--- begin Data provided ---

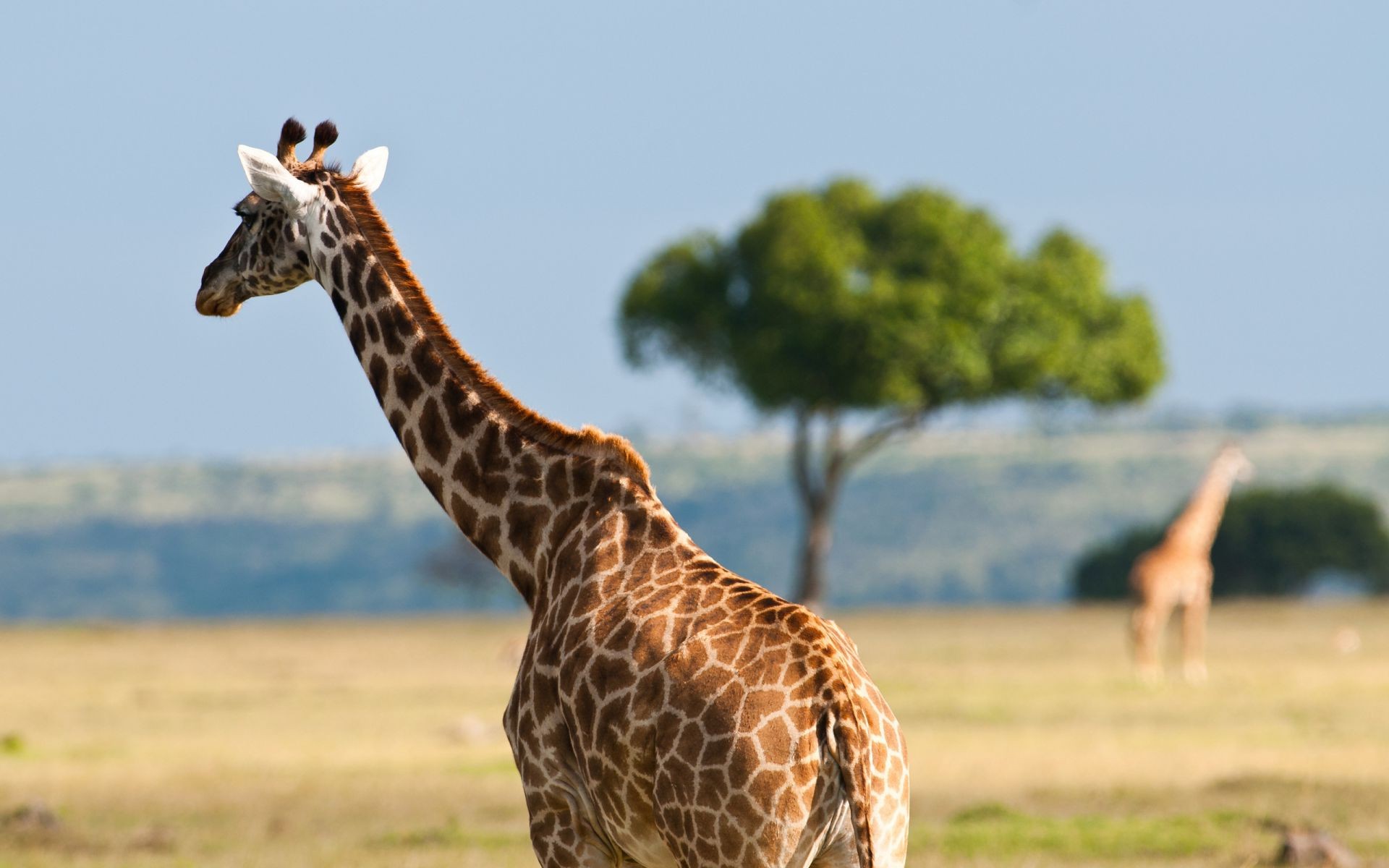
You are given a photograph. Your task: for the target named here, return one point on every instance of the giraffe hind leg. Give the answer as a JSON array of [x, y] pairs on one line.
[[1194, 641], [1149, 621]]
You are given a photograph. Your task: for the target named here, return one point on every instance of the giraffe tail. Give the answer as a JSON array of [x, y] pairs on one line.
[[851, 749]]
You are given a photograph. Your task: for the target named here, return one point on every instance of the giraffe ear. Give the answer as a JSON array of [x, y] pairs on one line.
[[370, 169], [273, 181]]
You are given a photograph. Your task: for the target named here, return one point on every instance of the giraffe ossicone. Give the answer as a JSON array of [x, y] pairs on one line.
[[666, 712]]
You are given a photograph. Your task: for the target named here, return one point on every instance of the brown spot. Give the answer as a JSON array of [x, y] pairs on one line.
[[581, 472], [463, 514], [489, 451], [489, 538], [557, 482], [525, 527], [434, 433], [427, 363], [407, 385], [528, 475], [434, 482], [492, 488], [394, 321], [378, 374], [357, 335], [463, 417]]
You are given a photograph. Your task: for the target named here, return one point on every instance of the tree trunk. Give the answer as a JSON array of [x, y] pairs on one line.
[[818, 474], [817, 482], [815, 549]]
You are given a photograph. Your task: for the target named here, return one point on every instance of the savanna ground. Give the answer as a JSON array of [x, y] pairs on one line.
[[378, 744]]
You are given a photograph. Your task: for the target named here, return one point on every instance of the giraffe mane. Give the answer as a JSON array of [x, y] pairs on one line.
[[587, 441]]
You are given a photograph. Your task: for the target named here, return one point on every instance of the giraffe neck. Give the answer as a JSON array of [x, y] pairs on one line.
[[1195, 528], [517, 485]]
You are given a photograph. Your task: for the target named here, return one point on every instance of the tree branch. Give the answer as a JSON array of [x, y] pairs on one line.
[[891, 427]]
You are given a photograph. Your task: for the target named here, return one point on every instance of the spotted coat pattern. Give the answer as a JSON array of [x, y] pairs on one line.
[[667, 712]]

--- end Data provided ---
--- begin Data provided ---

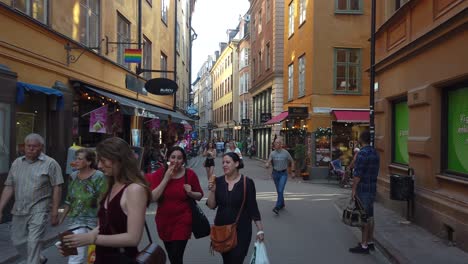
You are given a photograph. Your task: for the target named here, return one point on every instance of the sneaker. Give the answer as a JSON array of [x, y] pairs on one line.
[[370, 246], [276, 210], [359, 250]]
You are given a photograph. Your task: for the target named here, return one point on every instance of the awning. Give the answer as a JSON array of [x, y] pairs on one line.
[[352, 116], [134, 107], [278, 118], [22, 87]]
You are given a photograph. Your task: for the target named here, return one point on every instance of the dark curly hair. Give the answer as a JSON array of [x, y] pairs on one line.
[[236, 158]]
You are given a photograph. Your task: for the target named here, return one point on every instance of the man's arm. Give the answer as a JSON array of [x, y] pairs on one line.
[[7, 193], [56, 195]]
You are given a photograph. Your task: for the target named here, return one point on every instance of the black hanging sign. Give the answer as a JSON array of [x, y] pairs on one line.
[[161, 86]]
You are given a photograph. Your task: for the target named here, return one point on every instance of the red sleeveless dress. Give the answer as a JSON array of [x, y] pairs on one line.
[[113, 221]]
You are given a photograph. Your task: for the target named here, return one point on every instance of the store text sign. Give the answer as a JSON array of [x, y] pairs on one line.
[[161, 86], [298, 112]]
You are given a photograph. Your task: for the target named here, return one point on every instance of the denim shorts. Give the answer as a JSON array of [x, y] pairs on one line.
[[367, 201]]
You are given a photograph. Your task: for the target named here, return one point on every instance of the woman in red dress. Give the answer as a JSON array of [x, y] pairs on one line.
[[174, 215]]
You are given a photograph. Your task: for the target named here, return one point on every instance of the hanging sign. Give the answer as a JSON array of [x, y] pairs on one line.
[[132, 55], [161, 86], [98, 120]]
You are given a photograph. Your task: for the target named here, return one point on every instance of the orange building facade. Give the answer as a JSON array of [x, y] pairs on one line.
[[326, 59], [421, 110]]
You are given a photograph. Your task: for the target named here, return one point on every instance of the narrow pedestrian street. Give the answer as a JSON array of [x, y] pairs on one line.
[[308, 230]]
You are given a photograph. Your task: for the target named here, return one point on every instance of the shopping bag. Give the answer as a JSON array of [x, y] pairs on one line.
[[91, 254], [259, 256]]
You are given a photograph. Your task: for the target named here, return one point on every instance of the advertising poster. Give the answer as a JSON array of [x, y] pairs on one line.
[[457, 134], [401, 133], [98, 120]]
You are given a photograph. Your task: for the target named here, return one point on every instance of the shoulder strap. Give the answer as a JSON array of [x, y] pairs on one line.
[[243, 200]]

--- end Data provided ---
--- begin Data provided ---

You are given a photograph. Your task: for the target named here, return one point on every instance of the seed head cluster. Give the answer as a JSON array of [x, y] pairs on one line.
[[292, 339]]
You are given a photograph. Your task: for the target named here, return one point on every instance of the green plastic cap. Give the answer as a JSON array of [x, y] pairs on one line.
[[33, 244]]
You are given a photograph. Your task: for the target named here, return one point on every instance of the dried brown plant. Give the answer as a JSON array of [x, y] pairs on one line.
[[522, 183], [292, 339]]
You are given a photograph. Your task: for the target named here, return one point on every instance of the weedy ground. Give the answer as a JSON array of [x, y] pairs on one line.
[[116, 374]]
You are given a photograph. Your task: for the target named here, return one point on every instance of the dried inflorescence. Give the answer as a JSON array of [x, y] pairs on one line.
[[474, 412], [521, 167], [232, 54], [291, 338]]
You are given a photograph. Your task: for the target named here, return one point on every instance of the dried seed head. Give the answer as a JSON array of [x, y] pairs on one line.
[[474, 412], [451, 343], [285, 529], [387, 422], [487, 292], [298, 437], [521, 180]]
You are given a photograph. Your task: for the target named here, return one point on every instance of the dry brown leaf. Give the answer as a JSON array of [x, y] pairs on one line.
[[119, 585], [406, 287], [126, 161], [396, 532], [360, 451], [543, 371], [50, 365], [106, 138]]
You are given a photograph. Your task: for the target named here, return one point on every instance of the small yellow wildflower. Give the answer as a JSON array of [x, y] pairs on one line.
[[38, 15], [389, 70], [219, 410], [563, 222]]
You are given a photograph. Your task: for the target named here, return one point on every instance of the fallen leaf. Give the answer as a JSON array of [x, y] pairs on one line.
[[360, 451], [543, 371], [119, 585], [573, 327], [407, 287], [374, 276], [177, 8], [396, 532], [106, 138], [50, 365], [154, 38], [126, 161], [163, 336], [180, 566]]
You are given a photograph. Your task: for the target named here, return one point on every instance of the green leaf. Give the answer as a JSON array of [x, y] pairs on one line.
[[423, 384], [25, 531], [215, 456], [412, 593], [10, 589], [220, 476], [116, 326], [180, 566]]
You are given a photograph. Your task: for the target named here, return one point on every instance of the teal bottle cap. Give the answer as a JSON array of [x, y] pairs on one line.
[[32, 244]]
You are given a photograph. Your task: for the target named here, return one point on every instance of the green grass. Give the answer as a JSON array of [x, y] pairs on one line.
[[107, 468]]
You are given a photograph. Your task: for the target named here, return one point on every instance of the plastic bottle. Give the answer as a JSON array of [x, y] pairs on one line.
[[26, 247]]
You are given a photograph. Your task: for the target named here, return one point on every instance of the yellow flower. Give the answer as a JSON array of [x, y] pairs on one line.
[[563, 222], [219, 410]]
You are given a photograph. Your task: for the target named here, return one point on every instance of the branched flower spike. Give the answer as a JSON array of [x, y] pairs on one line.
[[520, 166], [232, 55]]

--- end Data provided ---

(Written task) Rewrite the material from the line with "of the man's" up to and including the line with "[[161, 86], [298, 112]]", keeping every request line unchanged and adding 17 to each x and y coordinate in the answers.

(Answer to this problem)
You are given a photograph. Your task: for the target named here, return one point on every instance of the man's arm. Give the answer as a JSON array of [x, y] pairs on one line.
[[24, 210], [73, 212]]
You are given a photograph. Your task: for the target named here, return one point on every instance of the black hanging sign. Give the answer as a JSON array of [x, y] pairs on one line.
[[178, 103]]
You are given a photograph. Your task: for the target named here, return one point on every instance of the red sleeveless dress. Give the answer as a JSON array of [x, y] pairs on one line.
[[130, 238]]
You are given a photograph. Your task: for the target named here, return one point on every instance of the store text sign. Give the answer as a JSON array of [x, y] pairs on one line.
[[178, 103], [315, 129]]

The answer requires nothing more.